[Goal of the exercise]
Each record is to be copied exactly as written.

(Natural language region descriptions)
BEGIN

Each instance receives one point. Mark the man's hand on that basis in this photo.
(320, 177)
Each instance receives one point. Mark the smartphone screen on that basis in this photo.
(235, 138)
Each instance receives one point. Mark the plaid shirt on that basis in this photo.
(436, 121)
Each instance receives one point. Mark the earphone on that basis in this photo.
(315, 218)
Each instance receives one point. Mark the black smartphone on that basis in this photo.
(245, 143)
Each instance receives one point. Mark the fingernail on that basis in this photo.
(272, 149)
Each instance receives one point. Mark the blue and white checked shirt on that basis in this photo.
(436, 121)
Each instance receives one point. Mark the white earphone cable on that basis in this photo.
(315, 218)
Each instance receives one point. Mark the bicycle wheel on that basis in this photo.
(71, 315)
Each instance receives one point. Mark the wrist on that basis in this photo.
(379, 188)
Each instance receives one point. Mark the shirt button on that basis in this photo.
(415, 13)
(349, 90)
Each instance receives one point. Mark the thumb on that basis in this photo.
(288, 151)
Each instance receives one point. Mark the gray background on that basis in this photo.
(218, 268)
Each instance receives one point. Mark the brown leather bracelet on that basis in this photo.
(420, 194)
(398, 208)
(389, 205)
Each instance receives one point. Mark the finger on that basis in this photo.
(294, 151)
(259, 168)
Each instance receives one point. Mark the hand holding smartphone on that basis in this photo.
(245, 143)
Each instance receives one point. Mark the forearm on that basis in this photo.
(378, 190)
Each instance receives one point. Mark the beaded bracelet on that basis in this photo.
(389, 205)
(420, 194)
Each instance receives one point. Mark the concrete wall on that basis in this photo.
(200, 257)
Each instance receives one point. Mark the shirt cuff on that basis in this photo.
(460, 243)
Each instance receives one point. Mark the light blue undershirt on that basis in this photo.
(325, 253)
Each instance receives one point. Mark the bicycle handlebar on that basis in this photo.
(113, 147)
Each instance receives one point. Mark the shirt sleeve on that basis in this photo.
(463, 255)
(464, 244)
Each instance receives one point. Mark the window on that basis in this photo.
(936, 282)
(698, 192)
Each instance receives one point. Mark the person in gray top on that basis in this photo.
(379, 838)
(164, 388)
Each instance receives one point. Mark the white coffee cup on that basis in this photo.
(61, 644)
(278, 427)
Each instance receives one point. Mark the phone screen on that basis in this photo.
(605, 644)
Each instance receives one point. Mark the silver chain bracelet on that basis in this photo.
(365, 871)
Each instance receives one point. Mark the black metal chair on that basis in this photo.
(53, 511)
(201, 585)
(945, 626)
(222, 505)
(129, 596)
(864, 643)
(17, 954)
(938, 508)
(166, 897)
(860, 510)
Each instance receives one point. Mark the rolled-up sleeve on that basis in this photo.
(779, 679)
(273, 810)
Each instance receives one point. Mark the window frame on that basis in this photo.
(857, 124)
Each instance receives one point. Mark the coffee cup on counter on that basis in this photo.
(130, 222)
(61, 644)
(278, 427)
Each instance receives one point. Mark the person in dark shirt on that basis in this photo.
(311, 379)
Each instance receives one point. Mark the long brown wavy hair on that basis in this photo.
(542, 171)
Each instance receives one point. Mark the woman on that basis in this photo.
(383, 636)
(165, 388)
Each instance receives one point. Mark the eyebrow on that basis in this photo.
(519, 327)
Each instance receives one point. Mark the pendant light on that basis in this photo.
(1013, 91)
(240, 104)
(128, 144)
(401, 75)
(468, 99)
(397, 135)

END

[The completed task]
Each instance receives one point. Mark the man's hand on that basis in this photo.
(320, 177)
Each instance receives one point. Mark the smartphone screen on that basis in this photo.
(235, 138)
Each instance receives one point. Mark the plaid shirt on that basis in this photo.
(436, 121)
Each instance receives one point. Mark the earphone on that basis in this photo.
(315, 218)
Each instance receives one point. Mark the black smartphone on that basis in this photo.
(245, 143)
Each instance receives one point. Mark the fingernail on that basis in this photo.
(272, 149)
Each instance receives one point. Mark the blue and white checked shirt on that basis in this photo.
(436, 121)
Each instance receives one point. Mark the white earphone cable on that basis in this photo.
(315, 218)
Each instance receives one point. Mark the bicycle wheel on that basis in this photo.
(71, 315)
Each instance receives one point. Mark the wrist on that basis in this photo.
(379, 188)
Each instance receives one point. Mark the shirt button on that basis in this photo.
(415, 13)
(349, 90)
Each instance receives one point. Mark the thumb on that basis in this photo.
(288, 151)
Each instance receives one point. Mark the gray background on that basis in this photo.
(218, 268)
Each instance receives one point. Mark the brown leather bracelet on that basis in this photo.
(420, 194)
(398, 208)
(389, 205)
Each instance receives one point. Mark the finger on that basis in this photo.
(294, 151)
(259, 168)
Each instance receives one point. Mark the hand holding smartphone on that basis in this photo.
(245, 143)
Each instance receives one point. Mark the forearm on that basis in this photo.
(378, 190)
Each instance receives one point. Mark the beaded bracelet on that basis in this photo.
(389, 205)
(420, 194)
Each instance receives one point. Mark the concrete wall on that basis in this photo.
(200, 257)
Each instance receives one point. Mark the shirt cuff on that basis in this photo.
(460, 243)
Each instance receives one point. Mark the light blue undershirt on that basis in this photo.
(325, 253)
Each instance receives one point. Mark the bicycle handlebar on that basis in this photo.
(113, 147)
Each instance receives one point. Mark the shirt sleeve on that basis in this photo.
(463, 255)
(464, 244)
Each instance receives one point. Mark the window on that basis in this photo.
(936, 282)
(698, 192)
Each instance receives one point. Mark the person in gray top on that basis in this photo.
(379, 838)
(164, 388)
Each instance receives one point. Mark the white coffee cup on that basis in this photo.
(61, 644)
(278, 427)
Each instance receives one point. Mark the phone screen on that basis in this photo.
(605, 644)
Each instance receives one point. Mark the silver chain bracelet on that basis in this photo.
(365, 871)
Each instance receives one point. Mark the black metal chair on that basis in this photo.
(53, 511)
(201, 585)
(945, 626)
(222, 505)
(129, 596)
(864, 643)
(17, 954)
(938, 508)
(166, 897)
(860, 510)
Each instance receives one point. Mark the rolled-up sleeve on that basis in this photo.
(779, 679)
(273, 810)
Each instance receives one point. Mark the window frame on that basis in this photo.
(857, 124)
Each instance receives one point. Mark the coffee cup on counter on that basis in this photo.
(130, 222)
(61, 644)
(278, 427)
Each instance receives one point. Mark the person in dark shirt on that basis in this photo.
(311, 379)
Each instance receives one point. Mark the long brown wavy hair on that basis in this photo.
(542, 171)
Each instance receives one point. Mark the woman on that basis in this photo.
(383, 636)
(165, 388)
Each instance receives one point. Mark the eyebrow on that basis in this photo.
(519, 327)
Each instance receives one point. Mark the pendant light on that basis in this photo.
(1013, 91)
(240, 104)
(128, 144)
(401, 75)
(468, 99)
(397, 135)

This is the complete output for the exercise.